* [Data excerpts]

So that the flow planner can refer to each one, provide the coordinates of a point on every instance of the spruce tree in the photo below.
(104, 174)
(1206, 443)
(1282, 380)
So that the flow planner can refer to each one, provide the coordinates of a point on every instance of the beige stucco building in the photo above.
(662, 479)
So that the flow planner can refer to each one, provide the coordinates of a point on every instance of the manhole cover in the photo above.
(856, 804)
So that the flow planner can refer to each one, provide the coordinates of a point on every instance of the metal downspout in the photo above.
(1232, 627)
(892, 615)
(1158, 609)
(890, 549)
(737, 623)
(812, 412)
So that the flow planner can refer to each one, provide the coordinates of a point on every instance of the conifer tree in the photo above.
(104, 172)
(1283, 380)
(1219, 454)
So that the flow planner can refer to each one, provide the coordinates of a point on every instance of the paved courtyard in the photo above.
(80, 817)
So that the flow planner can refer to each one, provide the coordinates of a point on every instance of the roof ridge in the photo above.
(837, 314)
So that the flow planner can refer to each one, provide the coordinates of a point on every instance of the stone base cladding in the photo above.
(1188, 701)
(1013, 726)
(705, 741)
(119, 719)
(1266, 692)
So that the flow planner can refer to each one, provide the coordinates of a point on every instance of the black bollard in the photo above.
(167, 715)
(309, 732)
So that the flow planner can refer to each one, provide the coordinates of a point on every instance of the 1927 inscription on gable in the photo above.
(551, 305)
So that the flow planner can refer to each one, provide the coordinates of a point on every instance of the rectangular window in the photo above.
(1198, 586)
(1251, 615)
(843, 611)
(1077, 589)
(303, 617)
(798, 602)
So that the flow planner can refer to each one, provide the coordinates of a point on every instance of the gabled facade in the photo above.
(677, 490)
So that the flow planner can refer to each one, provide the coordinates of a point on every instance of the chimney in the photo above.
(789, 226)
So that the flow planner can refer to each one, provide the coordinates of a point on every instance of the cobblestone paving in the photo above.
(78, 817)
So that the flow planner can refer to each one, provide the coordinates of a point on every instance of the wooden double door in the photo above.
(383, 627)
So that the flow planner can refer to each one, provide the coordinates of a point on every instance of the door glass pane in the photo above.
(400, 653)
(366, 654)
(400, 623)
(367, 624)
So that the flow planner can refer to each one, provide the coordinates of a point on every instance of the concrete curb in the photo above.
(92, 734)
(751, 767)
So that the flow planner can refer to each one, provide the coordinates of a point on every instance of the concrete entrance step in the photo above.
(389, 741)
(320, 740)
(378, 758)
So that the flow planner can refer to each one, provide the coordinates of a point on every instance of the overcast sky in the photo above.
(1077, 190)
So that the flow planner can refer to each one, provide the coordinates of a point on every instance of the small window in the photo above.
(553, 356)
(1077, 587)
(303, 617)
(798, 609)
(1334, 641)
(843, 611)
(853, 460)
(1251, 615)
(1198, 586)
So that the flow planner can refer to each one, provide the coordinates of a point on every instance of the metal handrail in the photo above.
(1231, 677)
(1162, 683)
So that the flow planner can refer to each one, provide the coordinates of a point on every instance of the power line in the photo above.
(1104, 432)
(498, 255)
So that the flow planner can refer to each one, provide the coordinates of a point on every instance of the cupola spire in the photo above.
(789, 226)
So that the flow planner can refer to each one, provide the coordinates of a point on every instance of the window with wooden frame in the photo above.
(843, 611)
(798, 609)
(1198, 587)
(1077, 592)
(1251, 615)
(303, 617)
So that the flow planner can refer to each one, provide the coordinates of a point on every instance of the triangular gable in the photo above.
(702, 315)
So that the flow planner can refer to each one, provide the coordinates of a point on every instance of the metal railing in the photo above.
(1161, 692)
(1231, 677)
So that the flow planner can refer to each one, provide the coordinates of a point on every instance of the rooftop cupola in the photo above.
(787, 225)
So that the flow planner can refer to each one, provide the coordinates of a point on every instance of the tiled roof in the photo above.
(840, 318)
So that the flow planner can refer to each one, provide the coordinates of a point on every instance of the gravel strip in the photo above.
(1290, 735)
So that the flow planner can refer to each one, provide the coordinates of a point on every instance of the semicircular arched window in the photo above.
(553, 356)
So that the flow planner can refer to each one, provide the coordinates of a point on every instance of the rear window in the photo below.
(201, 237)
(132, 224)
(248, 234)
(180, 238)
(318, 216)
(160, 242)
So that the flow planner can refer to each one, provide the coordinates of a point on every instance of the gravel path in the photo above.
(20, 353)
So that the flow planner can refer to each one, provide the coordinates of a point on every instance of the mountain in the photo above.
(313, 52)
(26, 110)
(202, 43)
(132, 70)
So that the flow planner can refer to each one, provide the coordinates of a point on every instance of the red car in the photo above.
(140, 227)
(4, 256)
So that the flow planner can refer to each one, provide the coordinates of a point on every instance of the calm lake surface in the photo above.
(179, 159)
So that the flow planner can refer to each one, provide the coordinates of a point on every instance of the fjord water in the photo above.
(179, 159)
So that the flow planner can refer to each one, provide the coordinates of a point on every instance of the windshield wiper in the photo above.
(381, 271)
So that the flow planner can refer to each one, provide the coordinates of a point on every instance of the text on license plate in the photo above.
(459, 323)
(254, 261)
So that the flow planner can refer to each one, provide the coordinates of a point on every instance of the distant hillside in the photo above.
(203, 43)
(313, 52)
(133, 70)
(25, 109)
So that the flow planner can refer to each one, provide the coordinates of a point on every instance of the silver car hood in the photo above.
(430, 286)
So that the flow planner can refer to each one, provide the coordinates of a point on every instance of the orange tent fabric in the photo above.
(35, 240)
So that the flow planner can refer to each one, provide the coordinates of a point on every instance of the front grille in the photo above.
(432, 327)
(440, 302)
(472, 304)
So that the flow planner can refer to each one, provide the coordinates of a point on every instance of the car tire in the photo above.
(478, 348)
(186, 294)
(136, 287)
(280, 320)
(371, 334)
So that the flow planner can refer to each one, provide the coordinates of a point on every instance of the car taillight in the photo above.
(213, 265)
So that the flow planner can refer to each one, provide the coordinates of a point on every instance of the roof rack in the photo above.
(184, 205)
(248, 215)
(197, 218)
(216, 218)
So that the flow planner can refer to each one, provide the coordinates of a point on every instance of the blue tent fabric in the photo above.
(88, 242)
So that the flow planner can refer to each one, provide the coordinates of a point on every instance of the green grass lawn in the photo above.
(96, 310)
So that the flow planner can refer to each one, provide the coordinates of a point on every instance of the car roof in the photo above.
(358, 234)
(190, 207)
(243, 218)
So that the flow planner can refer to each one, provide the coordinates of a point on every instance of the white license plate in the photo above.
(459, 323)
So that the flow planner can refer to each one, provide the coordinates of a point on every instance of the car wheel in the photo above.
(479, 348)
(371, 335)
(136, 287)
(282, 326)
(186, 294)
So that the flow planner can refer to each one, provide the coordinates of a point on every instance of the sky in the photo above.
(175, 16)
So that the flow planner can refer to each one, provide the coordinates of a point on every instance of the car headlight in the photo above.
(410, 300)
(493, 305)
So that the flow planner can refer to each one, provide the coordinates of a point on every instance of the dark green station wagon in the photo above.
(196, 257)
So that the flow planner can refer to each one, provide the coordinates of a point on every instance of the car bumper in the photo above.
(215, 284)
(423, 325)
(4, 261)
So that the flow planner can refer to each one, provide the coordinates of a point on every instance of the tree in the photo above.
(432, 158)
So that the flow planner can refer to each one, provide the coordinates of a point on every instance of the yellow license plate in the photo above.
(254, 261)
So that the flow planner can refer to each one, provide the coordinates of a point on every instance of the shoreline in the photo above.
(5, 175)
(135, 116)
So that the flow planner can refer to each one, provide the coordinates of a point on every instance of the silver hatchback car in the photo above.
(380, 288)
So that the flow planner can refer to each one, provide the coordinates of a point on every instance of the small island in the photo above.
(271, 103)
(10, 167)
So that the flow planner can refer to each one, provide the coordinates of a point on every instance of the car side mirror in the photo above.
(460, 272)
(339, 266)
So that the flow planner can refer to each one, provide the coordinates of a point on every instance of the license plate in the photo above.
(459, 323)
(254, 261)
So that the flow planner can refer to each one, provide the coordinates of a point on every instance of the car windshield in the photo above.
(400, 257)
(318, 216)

* [Task objective]
Every line from the one containing "the tree in the photo above." through the last line must be copied exactly; leave out the rest.

* [Reply to the exercise]
So that the flow planner can refer to each one, provide the coordinates of a point on every instance of the tree in the photo above.
(432, 158)
So that the flow planner can refer to each one, provide the coordinates of a point on every instance of the yellow license plate in the photo above.
(254, 261)
So that the flow planner can refer to each one, provide the coordinates of a point on every instance of the shoreline in the photo above.
(5, 175)
(135, 116)
So that the flow planner can refer to each one, provide the coordinates of a point on every instance of the silver hatchback car in the photo above.
(380, 288)
So that the flow planner can refer to each one, provide the coordinates of a point on every instance of the small island in the photo above.
(271, 103)
(10, 167)
So that the flow planner can refer to each one, provide the coordinates of a point on every instance of the car side mirror in the photo above.
(460, 272)
(339, 266)
So that the flow planner can refer to each one, provide the coordinates of a point on every instance of the license plate in the photo above.
(459, 323)
(254, 261)
So that the flow planner can refer to each one, provide the coordinates of a point on every instance of the car windshield in the photo above.
(400, 257)
(318, 216)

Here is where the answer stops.